## Data
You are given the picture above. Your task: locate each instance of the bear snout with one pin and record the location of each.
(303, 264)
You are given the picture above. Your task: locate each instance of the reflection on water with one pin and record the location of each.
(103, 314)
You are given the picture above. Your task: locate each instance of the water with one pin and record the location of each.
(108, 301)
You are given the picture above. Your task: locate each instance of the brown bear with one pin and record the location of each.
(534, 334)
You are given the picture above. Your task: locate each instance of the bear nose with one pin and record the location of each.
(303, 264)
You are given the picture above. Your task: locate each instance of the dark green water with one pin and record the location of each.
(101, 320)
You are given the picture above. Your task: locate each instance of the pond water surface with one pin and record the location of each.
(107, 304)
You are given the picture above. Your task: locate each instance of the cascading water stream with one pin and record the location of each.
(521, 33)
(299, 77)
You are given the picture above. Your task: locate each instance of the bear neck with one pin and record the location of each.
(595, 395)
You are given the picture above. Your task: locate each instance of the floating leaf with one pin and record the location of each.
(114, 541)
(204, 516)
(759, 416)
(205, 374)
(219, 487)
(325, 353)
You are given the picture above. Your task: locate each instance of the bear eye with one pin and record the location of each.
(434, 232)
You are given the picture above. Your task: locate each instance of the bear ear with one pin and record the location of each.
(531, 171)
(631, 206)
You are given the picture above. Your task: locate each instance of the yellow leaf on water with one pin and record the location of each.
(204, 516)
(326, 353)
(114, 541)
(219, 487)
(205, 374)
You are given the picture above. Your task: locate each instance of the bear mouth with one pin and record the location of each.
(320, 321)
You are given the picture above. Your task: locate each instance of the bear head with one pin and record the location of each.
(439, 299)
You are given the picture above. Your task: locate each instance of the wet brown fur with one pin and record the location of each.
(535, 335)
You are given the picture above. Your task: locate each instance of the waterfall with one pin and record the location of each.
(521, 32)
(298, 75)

==

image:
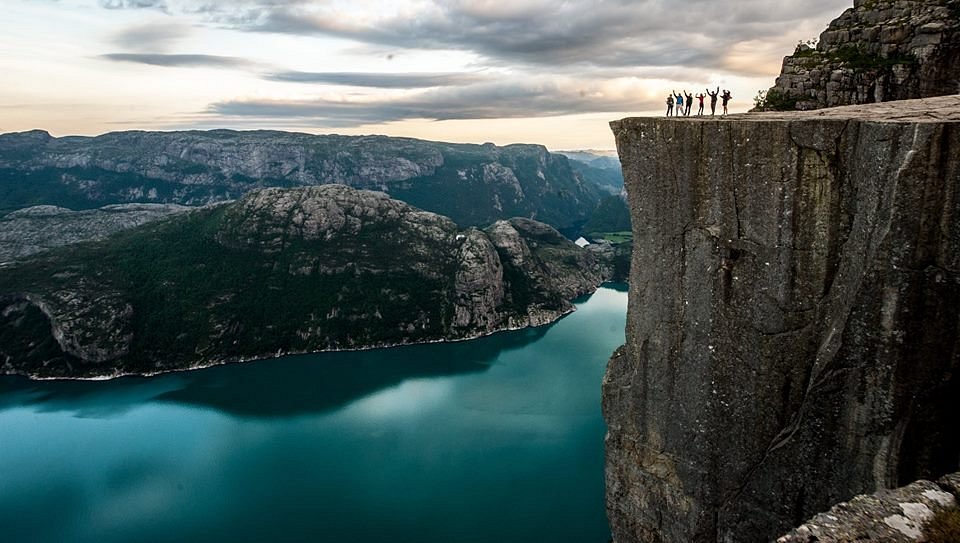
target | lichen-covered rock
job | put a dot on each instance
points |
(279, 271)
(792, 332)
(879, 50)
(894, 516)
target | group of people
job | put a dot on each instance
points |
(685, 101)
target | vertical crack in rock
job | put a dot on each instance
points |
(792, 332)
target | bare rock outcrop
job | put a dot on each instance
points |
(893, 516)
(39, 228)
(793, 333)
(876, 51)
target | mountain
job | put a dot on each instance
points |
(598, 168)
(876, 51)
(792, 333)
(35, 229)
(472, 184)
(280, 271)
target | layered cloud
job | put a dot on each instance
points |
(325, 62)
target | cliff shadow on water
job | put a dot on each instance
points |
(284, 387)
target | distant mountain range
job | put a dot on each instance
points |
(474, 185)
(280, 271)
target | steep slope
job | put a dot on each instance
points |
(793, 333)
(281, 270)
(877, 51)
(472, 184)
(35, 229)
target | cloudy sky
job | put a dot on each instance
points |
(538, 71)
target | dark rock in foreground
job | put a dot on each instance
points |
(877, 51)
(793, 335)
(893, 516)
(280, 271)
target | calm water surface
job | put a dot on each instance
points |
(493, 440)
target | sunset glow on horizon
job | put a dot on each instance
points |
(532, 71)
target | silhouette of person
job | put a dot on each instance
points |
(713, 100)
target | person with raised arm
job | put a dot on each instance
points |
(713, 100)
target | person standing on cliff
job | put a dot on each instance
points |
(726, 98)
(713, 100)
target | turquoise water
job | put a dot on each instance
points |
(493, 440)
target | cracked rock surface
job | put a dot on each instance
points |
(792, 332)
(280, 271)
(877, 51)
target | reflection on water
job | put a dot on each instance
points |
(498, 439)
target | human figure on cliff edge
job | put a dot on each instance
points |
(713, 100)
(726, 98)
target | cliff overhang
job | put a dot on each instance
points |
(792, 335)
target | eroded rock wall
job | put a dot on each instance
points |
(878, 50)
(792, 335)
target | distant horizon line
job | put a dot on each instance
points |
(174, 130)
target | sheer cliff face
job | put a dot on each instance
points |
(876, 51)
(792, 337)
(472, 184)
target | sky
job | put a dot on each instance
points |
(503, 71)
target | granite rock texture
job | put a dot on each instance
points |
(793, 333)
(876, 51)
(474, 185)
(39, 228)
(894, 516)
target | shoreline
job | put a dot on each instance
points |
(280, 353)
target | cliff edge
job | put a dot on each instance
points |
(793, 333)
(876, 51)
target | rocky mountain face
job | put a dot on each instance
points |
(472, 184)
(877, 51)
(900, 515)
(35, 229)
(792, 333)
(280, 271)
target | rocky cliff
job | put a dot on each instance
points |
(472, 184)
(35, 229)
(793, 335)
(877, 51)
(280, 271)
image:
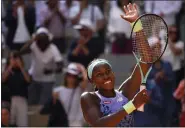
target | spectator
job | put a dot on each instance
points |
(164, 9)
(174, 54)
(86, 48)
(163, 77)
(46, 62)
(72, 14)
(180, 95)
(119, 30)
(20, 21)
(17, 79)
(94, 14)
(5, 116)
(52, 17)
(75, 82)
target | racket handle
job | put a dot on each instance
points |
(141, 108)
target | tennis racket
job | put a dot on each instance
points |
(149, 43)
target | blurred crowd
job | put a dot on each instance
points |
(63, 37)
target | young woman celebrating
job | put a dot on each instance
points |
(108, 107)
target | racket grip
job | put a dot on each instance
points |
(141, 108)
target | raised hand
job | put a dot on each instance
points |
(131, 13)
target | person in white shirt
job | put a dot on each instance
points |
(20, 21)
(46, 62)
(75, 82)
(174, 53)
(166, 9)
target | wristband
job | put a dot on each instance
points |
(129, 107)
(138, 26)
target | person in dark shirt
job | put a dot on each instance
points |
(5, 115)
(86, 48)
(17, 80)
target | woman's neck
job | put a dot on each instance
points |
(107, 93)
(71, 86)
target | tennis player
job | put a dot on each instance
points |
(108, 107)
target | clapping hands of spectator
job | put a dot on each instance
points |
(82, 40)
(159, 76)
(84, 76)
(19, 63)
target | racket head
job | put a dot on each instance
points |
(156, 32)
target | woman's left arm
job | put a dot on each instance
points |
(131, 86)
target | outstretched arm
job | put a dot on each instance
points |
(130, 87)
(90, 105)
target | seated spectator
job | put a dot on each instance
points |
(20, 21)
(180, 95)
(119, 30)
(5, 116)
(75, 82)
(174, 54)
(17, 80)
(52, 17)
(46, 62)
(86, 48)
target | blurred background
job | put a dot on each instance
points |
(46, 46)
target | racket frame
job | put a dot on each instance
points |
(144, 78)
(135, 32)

## What the task requires
Please count the lines of the records above that contain the word "neck" and give only the number.

## Task answer
2